Zadanie a ▸
Przepisz rekordy od wiersza zawierającego „the man's face” aż do końca rekordów, zamieniając „For the audit” na „For the check” i pozostawiając całą resztę bez zmian.

Fragment tekstu ▸
============

- Opowiadanie: tintin - KONIEC (drabble)

KONIEC (drabble)

Autorze! To opowiadanie ma status archiwalnego tekstu ze starej strony. Aby przywrócić go do głównego spisu, wystarczy dokonać edycji. Do tego czasu możliwość komentowania będzie wyłączona.

Oceny

KONIEC (drabble)

 

Od niedawna bardzo często patrzyła w zwierciadło i dumała całymi godzinami.

 

Czasem unosiła się bez ruchu na powierzchni coraz cieplejszego jeziora. Myśli płynęły leniwie; zaprawione smutkiem, goryczą, zachwytem… tęsknotą… Czemu jej ciało, tak delikatne, przetrwało dłużej niż wszystkie pozostałe Elfy? Dlaczego oparło się działaniu czasu, kiedy miasta jej rasy od dawna nie istniały? Jak to możliwe, że już niemal nie pamięta brzmienia języka kransoludów ani zapachu ludzi?

 

Po stu tysiącach lat samotności z niemal pół miliona lat życia – pozostał jej jeszcze jeden przeciwnik: gigantyczne czerwone słońce. Nie pokona go nawet piękno ostatniej Elfki.

 

Cała zmęczona planeta tęskniła do jego objęć.

 

Koniec

Komentarze

Hmm... pozostaję bez emocji.

"Nigdy nie rezygnuj z celu tylko dlatego, że osiągnięcie go wymaga czasu. Czas i tak upłynie." - H. Jackson Brown Jr

     Niejasny koniec kładzie tekst. Zabrakło wyrazistegi finału. A drabble to lubi...

     Pozdrówko.  

U mnie również bez emocji.

Nie cierpię elfów! ;)

ocha: więc powinnaś się cieszyć, że je wszystkie wyzdychałem;)

Roger: Gwiazda pochłaniająca planetę to brak wyrazistego finału? Czekaj Ty, dopiszę słowo nr 101: BUUUUM!

Ten tekst powstał w ciągu pół godziny. To tylko wyraz mojego nastroju - jestem dziś bardzo niewyspany i zmęczony.

     Można się tego domyśleć po czerwonym słońcu... Ale -- tylko domyślać. Zabraklo --- moim zdaniem --- emocjonującego, precyzyjnego zdania na koncu. Dlatego napisałem, że koniec jest niejasny, bo jest tylko ledwo domyslny.  Ponadto --- chyba byłoby lepiej, gdybyś zastosowal w tekście przemyślany podzial na akapity. Już ostatnie zdanie w odrębnym akapicie zmieni odbior tekstu.

     Od niedawna bardzo często patrzyła w zwierciadło i dumała całymi godzinami.

     Czasem unosiła się bez ruchu na powierzchni coraz cieplejszego jeziora. Myśli płynęły leniwie; zaprawione smutkiem, goryczą, zachwytem… tęsknotą… Czemu jej ciało, tak delikatne, przetrwało dłużej niż wszystkie pozostałe Elfy? Dlaczego oparło się działaniu czasu, kiedy miasta jej rasy od dawna nie istniały? Jak to możliwe, że już niemal nie pamięta brzmienia języka kransoludów ani zapachu ludzi?

============

Dostarczone rekordy ▸

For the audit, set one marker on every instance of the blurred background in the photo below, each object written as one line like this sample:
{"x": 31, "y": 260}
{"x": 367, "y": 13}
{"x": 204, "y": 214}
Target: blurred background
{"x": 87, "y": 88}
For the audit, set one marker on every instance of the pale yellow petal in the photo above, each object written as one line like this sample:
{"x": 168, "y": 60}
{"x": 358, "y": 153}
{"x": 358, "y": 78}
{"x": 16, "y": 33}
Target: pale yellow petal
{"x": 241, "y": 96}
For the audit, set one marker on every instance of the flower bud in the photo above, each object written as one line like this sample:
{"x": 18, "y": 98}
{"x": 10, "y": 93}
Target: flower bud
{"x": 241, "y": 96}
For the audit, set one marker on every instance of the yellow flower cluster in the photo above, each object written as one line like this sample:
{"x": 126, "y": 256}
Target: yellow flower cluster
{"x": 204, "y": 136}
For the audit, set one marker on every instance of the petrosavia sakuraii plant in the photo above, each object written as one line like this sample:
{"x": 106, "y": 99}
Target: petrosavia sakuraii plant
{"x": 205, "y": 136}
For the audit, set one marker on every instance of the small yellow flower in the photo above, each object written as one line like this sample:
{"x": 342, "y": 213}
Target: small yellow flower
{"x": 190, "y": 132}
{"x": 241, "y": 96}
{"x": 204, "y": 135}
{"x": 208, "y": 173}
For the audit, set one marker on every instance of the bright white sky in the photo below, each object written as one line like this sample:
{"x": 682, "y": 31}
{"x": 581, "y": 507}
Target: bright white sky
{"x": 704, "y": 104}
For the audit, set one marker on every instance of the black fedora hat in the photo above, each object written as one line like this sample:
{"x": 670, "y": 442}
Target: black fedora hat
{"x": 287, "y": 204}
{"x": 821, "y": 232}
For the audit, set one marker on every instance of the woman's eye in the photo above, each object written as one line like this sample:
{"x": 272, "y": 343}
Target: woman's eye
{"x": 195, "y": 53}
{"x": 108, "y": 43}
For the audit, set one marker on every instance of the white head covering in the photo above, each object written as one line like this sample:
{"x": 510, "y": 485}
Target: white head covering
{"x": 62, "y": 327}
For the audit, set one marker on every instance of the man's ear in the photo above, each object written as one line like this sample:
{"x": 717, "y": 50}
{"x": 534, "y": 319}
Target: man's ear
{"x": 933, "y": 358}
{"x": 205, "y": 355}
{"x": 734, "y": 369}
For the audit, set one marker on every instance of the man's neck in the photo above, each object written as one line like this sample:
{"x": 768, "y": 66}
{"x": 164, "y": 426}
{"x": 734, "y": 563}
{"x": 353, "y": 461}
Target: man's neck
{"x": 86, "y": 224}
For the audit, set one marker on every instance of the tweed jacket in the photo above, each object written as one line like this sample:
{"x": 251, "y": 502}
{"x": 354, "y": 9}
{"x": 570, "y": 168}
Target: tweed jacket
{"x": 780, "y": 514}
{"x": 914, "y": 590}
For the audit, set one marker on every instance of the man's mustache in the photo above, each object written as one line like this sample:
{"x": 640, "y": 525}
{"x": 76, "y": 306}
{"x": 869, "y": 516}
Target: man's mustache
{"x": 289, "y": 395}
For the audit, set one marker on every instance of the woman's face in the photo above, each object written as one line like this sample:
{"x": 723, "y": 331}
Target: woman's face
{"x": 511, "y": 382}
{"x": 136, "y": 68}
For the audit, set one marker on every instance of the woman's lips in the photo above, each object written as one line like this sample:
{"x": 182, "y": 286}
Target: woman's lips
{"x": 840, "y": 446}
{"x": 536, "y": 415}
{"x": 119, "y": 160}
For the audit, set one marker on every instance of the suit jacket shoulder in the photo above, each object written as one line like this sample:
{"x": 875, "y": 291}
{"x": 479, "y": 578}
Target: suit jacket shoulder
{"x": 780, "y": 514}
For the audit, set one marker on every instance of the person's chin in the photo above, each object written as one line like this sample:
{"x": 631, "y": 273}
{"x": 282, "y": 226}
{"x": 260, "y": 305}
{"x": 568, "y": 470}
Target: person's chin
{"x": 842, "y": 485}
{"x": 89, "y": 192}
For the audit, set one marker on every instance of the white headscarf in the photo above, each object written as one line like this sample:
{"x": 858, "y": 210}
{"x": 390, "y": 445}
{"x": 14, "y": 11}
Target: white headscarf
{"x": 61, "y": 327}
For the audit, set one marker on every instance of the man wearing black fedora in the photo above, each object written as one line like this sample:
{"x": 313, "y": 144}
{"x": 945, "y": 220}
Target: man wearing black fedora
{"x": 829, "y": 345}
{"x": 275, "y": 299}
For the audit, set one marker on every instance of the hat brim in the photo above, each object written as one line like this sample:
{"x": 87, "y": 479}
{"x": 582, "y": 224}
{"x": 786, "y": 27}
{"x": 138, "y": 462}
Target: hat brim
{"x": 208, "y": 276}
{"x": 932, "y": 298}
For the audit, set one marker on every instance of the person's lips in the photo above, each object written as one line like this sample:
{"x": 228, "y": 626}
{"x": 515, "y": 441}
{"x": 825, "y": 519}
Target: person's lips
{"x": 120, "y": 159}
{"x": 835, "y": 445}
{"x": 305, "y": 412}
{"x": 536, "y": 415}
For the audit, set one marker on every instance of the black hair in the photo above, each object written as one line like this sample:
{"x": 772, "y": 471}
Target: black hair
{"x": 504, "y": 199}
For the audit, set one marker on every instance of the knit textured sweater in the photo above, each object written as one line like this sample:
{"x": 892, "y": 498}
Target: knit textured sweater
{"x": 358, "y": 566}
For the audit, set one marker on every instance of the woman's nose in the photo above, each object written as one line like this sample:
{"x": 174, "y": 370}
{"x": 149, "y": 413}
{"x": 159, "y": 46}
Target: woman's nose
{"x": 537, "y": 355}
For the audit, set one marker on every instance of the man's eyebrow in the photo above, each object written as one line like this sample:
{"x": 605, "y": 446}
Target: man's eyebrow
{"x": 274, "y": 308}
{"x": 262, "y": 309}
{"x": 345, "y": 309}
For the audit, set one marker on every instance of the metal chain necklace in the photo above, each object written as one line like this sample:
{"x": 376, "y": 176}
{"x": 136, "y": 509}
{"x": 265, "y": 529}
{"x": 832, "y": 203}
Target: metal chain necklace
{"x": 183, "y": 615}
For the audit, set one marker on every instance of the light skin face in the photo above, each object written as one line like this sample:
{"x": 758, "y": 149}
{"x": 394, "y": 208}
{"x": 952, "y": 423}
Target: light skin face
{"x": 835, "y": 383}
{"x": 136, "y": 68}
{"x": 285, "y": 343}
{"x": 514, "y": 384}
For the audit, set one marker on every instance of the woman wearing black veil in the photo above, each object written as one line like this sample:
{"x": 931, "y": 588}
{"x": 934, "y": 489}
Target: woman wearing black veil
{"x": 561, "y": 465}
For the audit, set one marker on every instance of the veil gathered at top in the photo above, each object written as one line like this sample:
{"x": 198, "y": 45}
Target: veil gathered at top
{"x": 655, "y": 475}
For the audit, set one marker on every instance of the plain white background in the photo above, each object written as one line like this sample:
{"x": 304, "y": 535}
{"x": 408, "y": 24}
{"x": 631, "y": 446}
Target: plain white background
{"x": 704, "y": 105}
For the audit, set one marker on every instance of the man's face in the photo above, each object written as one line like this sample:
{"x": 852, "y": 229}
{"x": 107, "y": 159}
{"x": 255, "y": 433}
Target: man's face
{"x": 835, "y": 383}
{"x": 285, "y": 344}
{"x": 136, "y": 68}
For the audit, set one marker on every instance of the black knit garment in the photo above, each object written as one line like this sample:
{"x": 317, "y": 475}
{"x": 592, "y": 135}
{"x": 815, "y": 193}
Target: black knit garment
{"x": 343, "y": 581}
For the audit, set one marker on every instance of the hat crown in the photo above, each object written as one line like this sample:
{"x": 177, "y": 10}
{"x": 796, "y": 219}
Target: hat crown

============

Zadanie b ▸
Odpowiedz na podstawie fragmentu tekstu na poniższe pytania:
(i) Ile lat życia ma za sobą ostatnia Elfka?
(ii) W jakim czasie według autora powstał ten tekst?
(iii) Jakie słowo nr 101 autor proponuje dopisać w odpowiedzi na komentarz?

Pełna odpowiedź a ▸
For the check, set one marker on every instance of the man's face in the photo above, each object written as one line like this sample:
{"x": 852, "y": 229}
{"x": 107, "y": 159}
{"x": 255, "y": 433}
Target: man's face
{"x": 835, "y": 383}
{"x": 285, "y": 344}
{"x": 136, "y": 68}
For the check, set one marker on every instance of the black knit garment in the photo above, each object written as one line like this sample:
{"x": 317, "y": 475}
{"x": 592, "y": 135}
{"x": 815, "y": 193}
Target: black knit garment
{"x": 343, "y": 581}
For the check, set one marker on every instance of the hat crown in the photo above, each object written as one line like this sample:
{"x": 177, "y": 10}
{"x": 796, "y": 219}
Target: hat crown

Pełna odpowiedź b ▸
(i) Niemal pół miliona lat.
(ii) W ciągu pół godziny.
(iii) BUUUUM!